**Task description**
Only the lines from the beginning of the entries through the one that holds "Pick out each instance of the yellow" may appear in the answer, written out exactly and free of pictures.

++++ Source material

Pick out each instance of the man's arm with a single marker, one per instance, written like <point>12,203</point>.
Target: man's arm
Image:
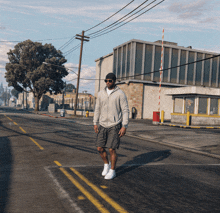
<point>125,114</point>
<point>125,110</point>
<point>96,114</point>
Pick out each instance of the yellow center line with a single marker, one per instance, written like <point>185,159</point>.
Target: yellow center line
<point>100,192</point>
<point>98,205</point>
<point>9,118</point>
<point>37,143</point>
<point>22,130</point>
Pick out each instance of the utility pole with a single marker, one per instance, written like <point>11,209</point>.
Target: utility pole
<point>82,38</point>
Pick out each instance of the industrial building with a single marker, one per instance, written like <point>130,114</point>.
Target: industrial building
<point>186,85</point>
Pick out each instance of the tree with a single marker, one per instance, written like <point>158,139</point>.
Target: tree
<point>36,67</point>
<point>14,92</point>
<point>70,87</point>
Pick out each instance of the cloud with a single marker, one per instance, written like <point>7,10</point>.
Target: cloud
<point>190,10</point>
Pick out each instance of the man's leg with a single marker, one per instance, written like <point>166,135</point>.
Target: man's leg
<point>104,157</point>
<point>113,158</point>
<point>111,174</point>
<point>103,154</point>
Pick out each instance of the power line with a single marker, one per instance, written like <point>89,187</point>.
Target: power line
<point>110,16</point>
<point>71,50</point>
<point>67,43</point>
<point>118,19</point>
<point>112,25</point>
<point>129,20</point>
<point>49,39</point>
<point>71,40</point>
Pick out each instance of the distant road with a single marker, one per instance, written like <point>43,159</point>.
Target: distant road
<point>51,165</point>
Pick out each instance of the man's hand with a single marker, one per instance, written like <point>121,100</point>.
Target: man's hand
<point>122,132</point>
<point>96,129</point>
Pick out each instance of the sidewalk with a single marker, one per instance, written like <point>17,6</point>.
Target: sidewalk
<point>194,139</point>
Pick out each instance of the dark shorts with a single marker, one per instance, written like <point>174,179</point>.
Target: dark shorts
<point>108,137</point>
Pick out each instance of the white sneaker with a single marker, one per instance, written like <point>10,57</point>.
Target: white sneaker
<point>111,174</point>
<point>106,169</point>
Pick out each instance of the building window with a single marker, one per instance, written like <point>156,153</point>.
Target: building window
<point>214,106</point>
<point>128,60</point>
<point>190,69</point>
<point>119,63</point>
<point>178,105</point>
<point>203,103</point>
<point>214,71</point>
<point>123,62</point>
<point>206,71</point>
<point>138,60</point>
<point>182,68</point>
<point>157,62</point>
<point>148,62</point>
<point>189,105</point>
<point>115,61</point>
<point>174,62</point>
<point>199,69</point>
<point>166,64</point>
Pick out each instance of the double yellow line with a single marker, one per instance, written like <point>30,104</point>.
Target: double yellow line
<point>90,197</point>
<point>25,133</point>
<point>87,194</point>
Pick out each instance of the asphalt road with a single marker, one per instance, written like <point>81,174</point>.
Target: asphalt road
<point>51,165</point>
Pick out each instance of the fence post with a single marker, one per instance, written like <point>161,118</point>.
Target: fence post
<point>162,116</point>
<point>187,118</point>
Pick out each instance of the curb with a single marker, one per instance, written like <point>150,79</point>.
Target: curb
<point>190,127</point>
<point>176,146</point>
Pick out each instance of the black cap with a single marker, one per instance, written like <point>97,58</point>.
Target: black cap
<point>111,76</point>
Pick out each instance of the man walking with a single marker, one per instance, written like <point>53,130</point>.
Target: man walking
<point>112,113</point>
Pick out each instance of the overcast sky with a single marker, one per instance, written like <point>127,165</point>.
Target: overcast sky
<point>193,23</point>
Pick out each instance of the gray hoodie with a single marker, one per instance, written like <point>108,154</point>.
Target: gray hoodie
<point>111,110</point>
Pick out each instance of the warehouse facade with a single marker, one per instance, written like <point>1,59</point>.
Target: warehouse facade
<point>136,64</point>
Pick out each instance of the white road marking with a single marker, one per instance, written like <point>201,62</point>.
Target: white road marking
<point>144,164</point>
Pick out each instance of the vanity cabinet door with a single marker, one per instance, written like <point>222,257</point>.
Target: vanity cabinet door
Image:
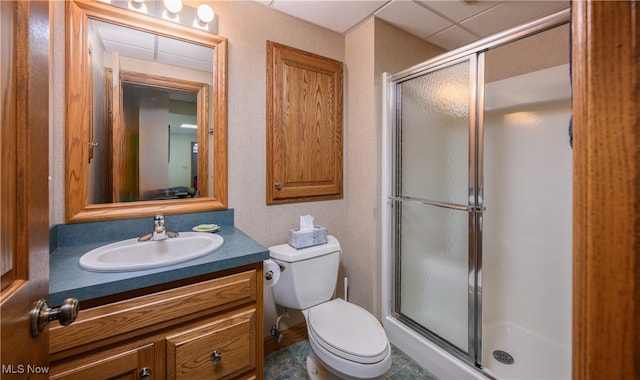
<point>222,348</point>
<point>124,363</point>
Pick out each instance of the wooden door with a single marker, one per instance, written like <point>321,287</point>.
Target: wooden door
<point>24,201</point>
<point>606,237</point>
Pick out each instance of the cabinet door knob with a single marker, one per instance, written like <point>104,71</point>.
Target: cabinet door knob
<point>145,374</point>
<point>216,357</point>
<point>42,314</point>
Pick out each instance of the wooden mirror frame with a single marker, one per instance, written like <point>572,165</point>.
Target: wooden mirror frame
<point>77,118</point>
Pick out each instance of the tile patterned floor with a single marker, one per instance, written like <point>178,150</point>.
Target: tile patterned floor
<point>289,364</point>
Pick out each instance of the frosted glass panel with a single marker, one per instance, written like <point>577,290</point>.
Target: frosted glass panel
<point>435,135</point>
<point>434,270</point>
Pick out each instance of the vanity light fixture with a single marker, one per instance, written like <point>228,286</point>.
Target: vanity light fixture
<point>205,16</point>
<point>176,11</point>
<point>172,8</point>
<point>137,5</point>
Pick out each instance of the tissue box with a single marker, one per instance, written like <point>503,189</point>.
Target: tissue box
<point>303,239</point>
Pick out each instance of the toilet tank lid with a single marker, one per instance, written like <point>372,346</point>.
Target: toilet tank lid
<point>287,253</point>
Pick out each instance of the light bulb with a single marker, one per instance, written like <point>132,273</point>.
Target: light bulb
<point>205,14</point>
<point>173,6</point>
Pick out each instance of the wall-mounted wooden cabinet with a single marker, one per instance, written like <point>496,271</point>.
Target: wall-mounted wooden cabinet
<point>210,329</point>
<point>304,126</point>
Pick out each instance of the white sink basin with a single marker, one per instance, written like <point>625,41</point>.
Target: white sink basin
<point>130,255</point>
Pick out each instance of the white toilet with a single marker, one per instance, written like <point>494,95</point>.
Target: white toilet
<point>345,339</point>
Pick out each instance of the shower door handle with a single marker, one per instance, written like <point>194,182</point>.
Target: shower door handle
<point>439,204</point>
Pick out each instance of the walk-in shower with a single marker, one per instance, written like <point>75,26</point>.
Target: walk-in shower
<point>478,207</point>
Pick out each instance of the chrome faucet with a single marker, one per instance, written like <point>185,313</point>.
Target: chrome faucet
<point>160,231</point>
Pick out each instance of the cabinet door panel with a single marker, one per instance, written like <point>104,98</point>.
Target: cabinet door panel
<point>304,126</point>
<point>232,337</point>
<point>112,365</point>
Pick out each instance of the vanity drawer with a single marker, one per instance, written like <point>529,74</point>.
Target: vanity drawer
<point>222,348</point>
<point>107,324</point>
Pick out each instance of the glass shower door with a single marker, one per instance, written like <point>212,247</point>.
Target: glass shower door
<point>435,203</point>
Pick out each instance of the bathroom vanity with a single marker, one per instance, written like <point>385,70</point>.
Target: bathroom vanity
<point>199,319</point>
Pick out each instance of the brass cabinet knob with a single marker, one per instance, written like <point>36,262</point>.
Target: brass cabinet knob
<point>42,314</point>
<point>216,357</point>
<point>145,374</point>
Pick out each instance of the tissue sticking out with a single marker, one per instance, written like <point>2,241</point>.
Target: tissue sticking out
<point>308,234</point>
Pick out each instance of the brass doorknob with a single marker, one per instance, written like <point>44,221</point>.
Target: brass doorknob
<point>216,357</point>
<point>42,314</point>
<point>145,374</point>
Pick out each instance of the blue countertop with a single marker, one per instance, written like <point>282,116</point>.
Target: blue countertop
<point>67,279</point>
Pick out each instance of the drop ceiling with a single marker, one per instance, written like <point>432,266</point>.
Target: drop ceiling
<point>448,24</point>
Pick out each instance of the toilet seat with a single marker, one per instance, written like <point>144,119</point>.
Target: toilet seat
<point>348,331</point>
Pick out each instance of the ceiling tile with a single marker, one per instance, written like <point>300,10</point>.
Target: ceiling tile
<point>510,14</point>
<point>339,16</point>
<point>458,10</point>
<point>452,38</point>
<point>413,18</point>
<point>112,32</point>
<point>127,50</point>
<point>186,49</point>
<point>184,61</point>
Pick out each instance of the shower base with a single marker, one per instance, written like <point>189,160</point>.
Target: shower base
<point>534,356</point>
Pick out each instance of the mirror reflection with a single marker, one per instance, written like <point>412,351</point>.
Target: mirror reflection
<point>132,81</point>
<point>150,96</point>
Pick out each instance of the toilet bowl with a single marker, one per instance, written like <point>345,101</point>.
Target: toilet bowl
<point>345,340</point>
<point>348,340</point>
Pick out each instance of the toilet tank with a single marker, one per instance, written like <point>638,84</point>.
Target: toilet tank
<point>309,276</point>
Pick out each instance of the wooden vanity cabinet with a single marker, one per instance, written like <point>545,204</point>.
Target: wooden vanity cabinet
<point>210,329</point>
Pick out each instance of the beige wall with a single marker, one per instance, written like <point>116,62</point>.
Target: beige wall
<point>371,49</point>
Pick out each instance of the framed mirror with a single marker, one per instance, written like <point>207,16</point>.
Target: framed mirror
<point>146,115</point>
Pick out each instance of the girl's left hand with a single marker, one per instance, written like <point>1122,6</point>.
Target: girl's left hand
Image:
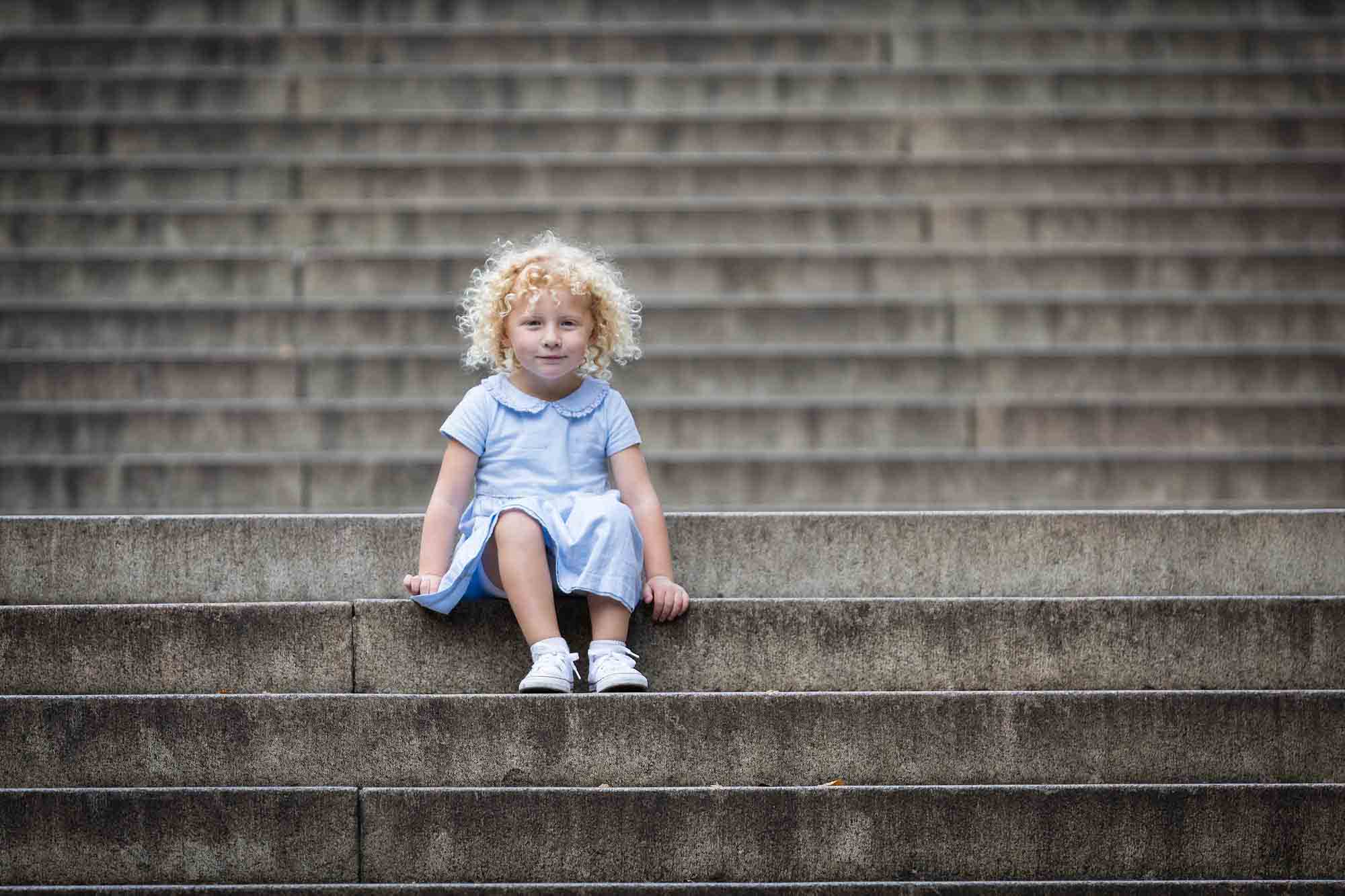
<point>670,599</point>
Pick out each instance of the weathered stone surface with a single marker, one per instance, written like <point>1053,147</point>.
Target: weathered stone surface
<point>1016,643</point>
<point>184,649</point>
<point>654,740</point>
<point>980,888</point>
<point>722,555</point>
<point>229,834</point>
<point>856,833</point>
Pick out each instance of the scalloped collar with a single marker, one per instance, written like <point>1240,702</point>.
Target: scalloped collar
<point>580,403</point>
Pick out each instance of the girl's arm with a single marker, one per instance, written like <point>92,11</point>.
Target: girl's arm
<point>633,479</point>
<point>453,491</point>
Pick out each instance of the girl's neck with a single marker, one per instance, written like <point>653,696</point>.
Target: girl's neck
<point>545,389</point>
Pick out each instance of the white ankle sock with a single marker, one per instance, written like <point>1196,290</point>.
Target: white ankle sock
<point>549,646</point>
<point>599,647</point>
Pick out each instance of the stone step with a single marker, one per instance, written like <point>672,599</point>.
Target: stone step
<point>981,833</point>
<point>1003,130</point>
<point>812,888</point>
<point>570,14</point>
<point>673,87</point>
<point>989,737</point>
<point>240,559</point>
<point>727,423</point>
<point>782,42</point>
<point>188,649</point>
<point>965,222</point>
<point>789,271</point>
<point>670,42</point>
<point>911,479</point>
<point>373,177</point>
<point>804,645</point>
<point>1198,831</point>
<point>692,370</point>
<point>896,319</point>
<point>99,14</point>
<point>189,834</point>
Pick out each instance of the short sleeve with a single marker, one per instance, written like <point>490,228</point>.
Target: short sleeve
<point>471,420</point>
<point>621,425</point>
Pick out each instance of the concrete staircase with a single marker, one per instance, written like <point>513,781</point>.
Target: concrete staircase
<point>894,255</point>
<point>1017,702</point>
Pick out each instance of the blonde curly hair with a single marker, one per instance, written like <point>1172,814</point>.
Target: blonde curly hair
<point>514,272</point>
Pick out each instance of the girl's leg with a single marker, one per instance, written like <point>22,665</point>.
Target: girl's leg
<point>516,557</point>
<point>610,618</point>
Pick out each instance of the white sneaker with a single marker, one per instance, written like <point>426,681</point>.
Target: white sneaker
<point>552,673</point>
<point>615,670</point>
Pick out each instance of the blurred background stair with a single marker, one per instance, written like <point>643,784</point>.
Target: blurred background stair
<point>894,255</point>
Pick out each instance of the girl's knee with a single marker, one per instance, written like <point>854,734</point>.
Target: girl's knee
<point>517,528</point>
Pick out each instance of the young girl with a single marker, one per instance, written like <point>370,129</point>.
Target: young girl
<point>536,440</point>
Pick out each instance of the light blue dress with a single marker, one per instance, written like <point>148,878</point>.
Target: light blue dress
<point>549,460</point>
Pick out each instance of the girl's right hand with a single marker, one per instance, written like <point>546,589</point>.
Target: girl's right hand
<point>422,584</point>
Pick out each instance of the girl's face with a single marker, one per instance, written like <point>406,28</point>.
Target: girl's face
<point>549,339</point>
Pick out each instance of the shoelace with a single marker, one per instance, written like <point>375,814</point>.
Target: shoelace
<point>555,663</point>
<point>618,655</point>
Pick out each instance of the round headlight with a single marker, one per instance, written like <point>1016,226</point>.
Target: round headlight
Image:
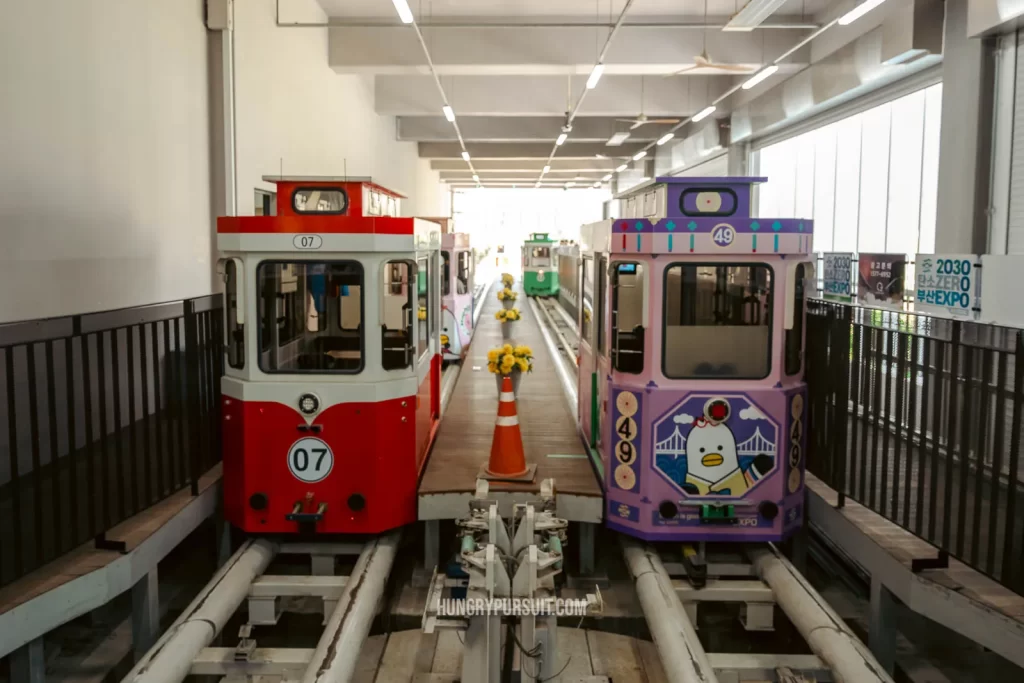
<point>308,403</point>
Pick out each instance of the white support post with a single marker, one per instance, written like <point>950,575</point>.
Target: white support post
<point>339,647</point>
<point>682,653</point>
<point>826,634</point>
<point>171,659</point>
<point>28,663</point>
<point>144,613</point>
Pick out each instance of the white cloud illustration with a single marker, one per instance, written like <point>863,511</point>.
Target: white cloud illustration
<point>752,413</point>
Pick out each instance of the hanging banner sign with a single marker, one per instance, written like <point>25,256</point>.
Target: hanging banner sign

++++++++

**Response for this exercise**
Pick out each instance of the man's arm with a single marker, one per instance, written like <point>12,203</point>.
Target: man's arm
Image:
<point>125,114</point>
<point>125,110</point>
<point>96,114</point>
Pick out each instance of the yellow center line with a single marker, one per instance, written like <point>185,159</point>.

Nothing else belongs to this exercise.